* _Point placement records_:
** begin **

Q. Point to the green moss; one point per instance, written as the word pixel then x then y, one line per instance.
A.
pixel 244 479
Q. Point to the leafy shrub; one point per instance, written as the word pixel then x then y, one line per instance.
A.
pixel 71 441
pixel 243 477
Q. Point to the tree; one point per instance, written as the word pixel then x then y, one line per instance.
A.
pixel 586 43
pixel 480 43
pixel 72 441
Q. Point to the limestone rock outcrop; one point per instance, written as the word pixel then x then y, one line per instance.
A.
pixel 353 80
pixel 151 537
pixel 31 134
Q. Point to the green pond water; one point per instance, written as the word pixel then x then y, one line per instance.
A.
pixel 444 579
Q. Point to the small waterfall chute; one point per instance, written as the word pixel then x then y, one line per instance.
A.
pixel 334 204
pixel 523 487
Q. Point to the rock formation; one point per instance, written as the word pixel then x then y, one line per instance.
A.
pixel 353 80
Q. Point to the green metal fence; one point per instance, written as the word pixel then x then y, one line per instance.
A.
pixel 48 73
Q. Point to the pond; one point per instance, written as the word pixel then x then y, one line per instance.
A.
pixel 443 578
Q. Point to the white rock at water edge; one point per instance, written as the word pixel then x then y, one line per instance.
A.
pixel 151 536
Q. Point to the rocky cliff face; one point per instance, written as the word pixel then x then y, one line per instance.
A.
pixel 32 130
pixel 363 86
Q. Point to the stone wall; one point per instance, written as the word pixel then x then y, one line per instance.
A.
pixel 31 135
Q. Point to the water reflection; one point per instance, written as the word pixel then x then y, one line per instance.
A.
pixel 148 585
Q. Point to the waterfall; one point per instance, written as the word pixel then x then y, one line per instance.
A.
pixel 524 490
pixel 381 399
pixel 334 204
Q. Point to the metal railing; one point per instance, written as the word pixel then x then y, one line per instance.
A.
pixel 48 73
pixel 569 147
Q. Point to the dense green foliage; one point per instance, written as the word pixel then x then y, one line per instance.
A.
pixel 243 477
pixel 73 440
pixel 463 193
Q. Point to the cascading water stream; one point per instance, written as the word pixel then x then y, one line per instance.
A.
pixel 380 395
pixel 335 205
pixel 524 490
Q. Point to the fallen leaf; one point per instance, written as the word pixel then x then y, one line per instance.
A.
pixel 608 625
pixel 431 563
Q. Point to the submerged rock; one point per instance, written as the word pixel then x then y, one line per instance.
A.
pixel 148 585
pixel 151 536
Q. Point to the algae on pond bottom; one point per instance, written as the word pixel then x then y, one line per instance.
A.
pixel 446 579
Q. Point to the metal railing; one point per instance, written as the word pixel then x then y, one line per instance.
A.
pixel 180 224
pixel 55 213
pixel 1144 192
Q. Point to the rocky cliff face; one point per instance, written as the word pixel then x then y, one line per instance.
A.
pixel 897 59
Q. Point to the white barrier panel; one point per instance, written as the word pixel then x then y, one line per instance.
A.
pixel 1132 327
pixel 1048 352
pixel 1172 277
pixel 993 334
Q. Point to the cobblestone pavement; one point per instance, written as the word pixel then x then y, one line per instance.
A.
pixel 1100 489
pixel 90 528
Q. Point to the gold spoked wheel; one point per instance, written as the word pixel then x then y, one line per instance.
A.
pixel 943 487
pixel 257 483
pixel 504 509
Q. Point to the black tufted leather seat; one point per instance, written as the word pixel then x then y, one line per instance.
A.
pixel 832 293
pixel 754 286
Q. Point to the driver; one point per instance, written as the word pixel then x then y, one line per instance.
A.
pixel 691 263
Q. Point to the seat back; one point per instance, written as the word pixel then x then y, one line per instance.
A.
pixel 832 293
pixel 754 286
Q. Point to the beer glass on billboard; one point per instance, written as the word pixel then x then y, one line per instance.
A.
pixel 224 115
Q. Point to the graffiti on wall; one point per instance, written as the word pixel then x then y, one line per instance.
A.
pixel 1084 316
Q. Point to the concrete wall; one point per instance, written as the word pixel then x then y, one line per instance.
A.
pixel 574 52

** end **

* _Task objective_:
Write out the whole listing exactly.

* _Written response_:
Q. Point to the green moss; one point per instance, written as the word pixel then x then y, one line per instance.
A.
pixel 244 479
Q. Point to the leafy shrub; one point per instance, written as the word pixel then x then y, one line per instance.
A.
pixel 71 441
pixel 243 477
Q. Point to the tree; one point per instance, written as the word pixel then x then y, one line per instance.
A.
pixel 586 43
pixel 480 43
pixel 72 441
Q. Point to the limestone rock outcrop; one point per instance, written as the word pixel then x then y, one line per instance.
A.
pixel 353 80
pixel 151 537
pixel 31 134
Q. Point to the green pond water; one point per instance, written as the word pixel then x then y, one line per instance.
A.
pixel 444 579
Q. Point to the small waterfall chute; one point per instance, written as the word pixel then x then y, one line per instance.
A.
pixel 334 204
pixel 523 487
Q. Point to the rock formation; one point per instance, written as the word pixel then x then y, one line per instance.
A.
pixel 353 80
Q. Point to the green metal fence; one point per instance, written as the word pixel then x then y, one line per instance.
A.
pixel 48 73
Q. Point to the pond; one point per instance, written as the word pixel then x then y, one line per instance.
A.
pixel 443 578
Q. Point to the white rock at water edge; one point per instance, written as the word pixel then x then y, one line per instance.
A.
pixel 151 536
Q. Point to the rocky cliff face; one point per instance, written as the word pixel then x then y, one line per instance.
A.
pixel 32 130
pixel 363 86
Q. Point to the stone wall; one point per instance, written as the word pixel then x then y, one line per instance.
A.
pixel 31 135
Q. Point to the water reflection; one point per instance, written as the word pixel then x then y, one line per instance.
A.
pixel 148 585
Q. Point to the waterfall; one point per instance, written as the word pixel then x then y, one line per instance.
A.
pixel 524 490
pixel 381 399
pixel 334 204
Q. Point to the metal railing; one point per instance, written as the word pixel then x then y, one line per instance.
A.
pixel 48 73
pixel 569 147
Q. Point to the dense green foliage; one point per instance, written as the word pixel then x then y, one line per instance.
A.
pixel 243 477
pixel 73 440
pixel 463 193
Q. Point to the cascading water stream; one point per instance, written as the word pixel then x then y, one line per instance.
A.
pixel 380 395
pixel 335 205
pixel 524 490
Q. Point to the fallen leaf; one point per instance, written as the word pixel then x then y, one line per instance.
A.
pixel 608 625
pixel 431 563
Q. Point to the submerged rock; one point per instance, written as the word pixel then x then y, one line per instance.
A.
pixel 148 585
pixel 151 536
Q. Point to the algae on pond bottom; one point per instance, written as the word pixel then x then y, one line per instance.
A.
pixel 446 579
Q. Point to the metal railing; one point per instance, written as the word pixel then x then y, one line per instance.
A.
pixel 180 224
pixel 55 213
pixel 1144 192
Q. Point to the rocky cliff face; one point per instance, written as the word pixel then x then y, one line per instance.
A.
pixel 897 59
Q. Point to the white barrier panel; one point per instance, written as the word pixel then x then y, one line per instance.
A.
pixel 1132 327
pixel 1048 352
pixel 1172 277
pixel 993 334
Q. Point to the cobblestone pavement; one point per instance, written as the word pixel then x then y, one line per instance.
A.
pixel 1100 489
pixel 90 528
Q. Point to the gold spoked wheel; one point per instance, written as the word pixel then x then y, one line per instance.
A.
pixel 943 487
pixel 257 483
pixel 504 509
Q. Point to the black tufted leather seat; one point per instance, written as the word pixel then x then y, one line per instance.
A.
pixel 832 293
pixel 754 286
Q. Point to the driver; one point per instance, written as the word pixel then x then y, one line per instance.
A.
pixel 691 263
Q. Point to the seat back; one point per instance, written as the word pixel then x then y, one line per instance.
A.
pixel 832 293
pixel 754 286
Q. Point to the beer glass on billboard; one point per instance, written as the word pixel then x then y, one line per instance.
A.
pixel 224 115
Q. Point to the graffiti on wall; one point per instance, written as the word pixel then x then y, one line per instance.
A.
pixel 1084 316
Q. Point to the concrete wall; one point per instance, written as the word pixel then x then y, one line per instance.
A.
pixel 574 52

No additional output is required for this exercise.